=== Begin Enclosure ===
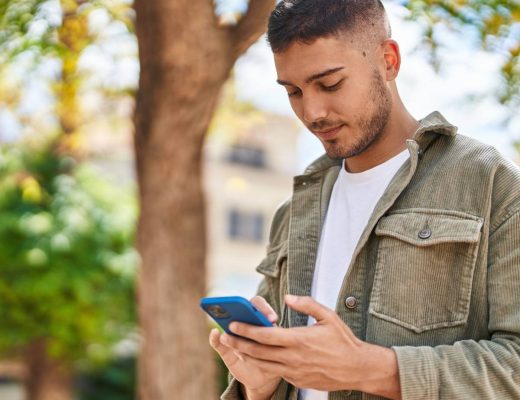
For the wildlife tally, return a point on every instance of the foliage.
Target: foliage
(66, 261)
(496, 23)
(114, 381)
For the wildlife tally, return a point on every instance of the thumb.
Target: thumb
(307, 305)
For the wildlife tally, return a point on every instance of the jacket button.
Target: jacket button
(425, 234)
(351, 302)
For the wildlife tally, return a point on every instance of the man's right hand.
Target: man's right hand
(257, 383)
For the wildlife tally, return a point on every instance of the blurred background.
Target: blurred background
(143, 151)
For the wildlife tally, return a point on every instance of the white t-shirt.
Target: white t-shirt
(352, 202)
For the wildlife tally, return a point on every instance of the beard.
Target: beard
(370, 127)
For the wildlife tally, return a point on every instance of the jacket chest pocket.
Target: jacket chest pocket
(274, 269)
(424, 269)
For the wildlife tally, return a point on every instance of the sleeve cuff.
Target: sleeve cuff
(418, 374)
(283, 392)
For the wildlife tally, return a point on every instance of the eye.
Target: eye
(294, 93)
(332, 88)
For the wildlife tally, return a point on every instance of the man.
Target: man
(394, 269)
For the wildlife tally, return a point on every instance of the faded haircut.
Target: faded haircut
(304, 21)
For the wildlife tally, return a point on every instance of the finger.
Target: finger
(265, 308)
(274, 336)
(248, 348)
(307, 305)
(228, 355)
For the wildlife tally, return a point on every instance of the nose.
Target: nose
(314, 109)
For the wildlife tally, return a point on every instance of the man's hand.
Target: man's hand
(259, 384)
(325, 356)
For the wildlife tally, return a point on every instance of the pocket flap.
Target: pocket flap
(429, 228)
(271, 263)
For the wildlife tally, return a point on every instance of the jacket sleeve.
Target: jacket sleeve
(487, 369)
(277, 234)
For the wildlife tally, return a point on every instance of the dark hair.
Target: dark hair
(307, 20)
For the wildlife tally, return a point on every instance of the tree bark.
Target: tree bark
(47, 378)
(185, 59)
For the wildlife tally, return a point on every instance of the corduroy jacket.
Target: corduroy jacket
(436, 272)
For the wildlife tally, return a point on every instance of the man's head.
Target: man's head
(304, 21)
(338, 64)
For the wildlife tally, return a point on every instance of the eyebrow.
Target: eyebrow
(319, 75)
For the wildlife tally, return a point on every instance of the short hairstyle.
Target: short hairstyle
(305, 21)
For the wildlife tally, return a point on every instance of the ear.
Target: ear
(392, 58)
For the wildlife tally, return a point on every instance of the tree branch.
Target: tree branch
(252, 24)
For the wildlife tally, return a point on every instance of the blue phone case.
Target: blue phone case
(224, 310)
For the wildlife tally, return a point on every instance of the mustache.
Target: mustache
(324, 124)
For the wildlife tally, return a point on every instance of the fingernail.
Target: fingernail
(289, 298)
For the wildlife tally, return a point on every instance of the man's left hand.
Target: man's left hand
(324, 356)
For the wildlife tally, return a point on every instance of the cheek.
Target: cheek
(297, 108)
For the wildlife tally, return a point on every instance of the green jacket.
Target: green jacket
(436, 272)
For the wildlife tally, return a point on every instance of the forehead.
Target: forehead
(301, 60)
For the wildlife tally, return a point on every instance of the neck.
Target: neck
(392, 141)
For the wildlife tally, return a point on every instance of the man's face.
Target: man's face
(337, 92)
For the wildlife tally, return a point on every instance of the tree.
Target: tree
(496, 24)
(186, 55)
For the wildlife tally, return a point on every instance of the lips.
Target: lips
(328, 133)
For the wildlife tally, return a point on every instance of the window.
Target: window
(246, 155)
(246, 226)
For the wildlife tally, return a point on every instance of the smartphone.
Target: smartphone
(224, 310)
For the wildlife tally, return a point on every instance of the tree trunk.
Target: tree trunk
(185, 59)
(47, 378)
=== End Enclosure ===
=== Begin Enclosure ===
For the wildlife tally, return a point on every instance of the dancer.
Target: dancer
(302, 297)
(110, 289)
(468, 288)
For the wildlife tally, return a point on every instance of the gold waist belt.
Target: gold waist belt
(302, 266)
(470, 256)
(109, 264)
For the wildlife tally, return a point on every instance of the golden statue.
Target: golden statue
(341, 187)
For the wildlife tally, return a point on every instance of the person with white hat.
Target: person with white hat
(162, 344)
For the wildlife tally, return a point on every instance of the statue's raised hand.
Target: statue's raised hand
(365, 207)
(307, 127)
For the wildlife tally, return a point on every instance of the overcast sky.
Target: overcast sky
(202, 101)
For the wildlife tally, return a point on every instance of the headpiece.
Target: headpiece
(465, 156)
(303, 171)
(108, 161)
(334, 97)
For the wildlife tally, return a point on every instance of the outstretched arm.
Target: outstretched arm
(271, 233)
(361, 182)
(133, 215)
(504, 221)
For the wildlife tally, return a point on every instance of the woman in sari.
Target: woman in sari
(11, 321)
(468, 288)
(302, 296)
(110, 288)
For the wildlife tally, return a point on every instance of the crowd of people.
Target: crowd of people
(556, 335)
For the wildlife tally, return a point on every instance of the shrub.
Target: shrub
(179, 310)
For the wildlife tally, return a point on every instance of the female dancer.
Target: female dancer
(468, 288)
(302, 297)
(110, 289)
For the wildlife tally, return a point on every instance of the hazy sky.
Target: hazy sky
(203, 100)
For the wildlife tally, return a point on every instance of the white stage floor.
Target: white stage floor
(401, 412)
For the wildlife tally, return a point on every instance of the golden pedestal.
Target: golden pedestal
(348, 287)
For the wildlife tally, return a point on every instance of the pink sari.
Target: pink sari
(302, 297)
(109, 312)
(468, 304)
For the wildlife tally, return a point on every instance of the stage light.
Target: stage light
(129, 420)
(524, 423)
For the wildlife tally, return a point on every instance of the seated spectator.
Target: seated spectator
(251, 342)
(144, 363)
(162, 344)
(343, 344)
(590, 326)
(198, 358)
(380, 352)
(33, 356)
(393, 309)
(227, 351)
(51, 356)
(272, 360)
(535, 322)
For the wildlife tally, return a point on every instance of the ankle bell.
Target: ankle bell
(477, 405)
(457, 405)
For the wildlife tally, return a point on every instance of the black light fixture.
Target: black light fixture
=== End Enclosure ===
Brief: Start with the line above that contains "Target: dark hair" and end with the line that contains "the man's head.". Write out those lines exactly, and only those.

Result of the exercise:
Target: dark hair
(307, 20)
For the wildlife tally, return a point on every instance of the tree bark.
Target: tree bark
(47, 378)
(185, 59)
For the wildlife tally, return a point on every instance of the corduroy jacket.
Target: corduroy jacket
(436, 272)
For the wildlife tally, return a point on every instance of the man's head.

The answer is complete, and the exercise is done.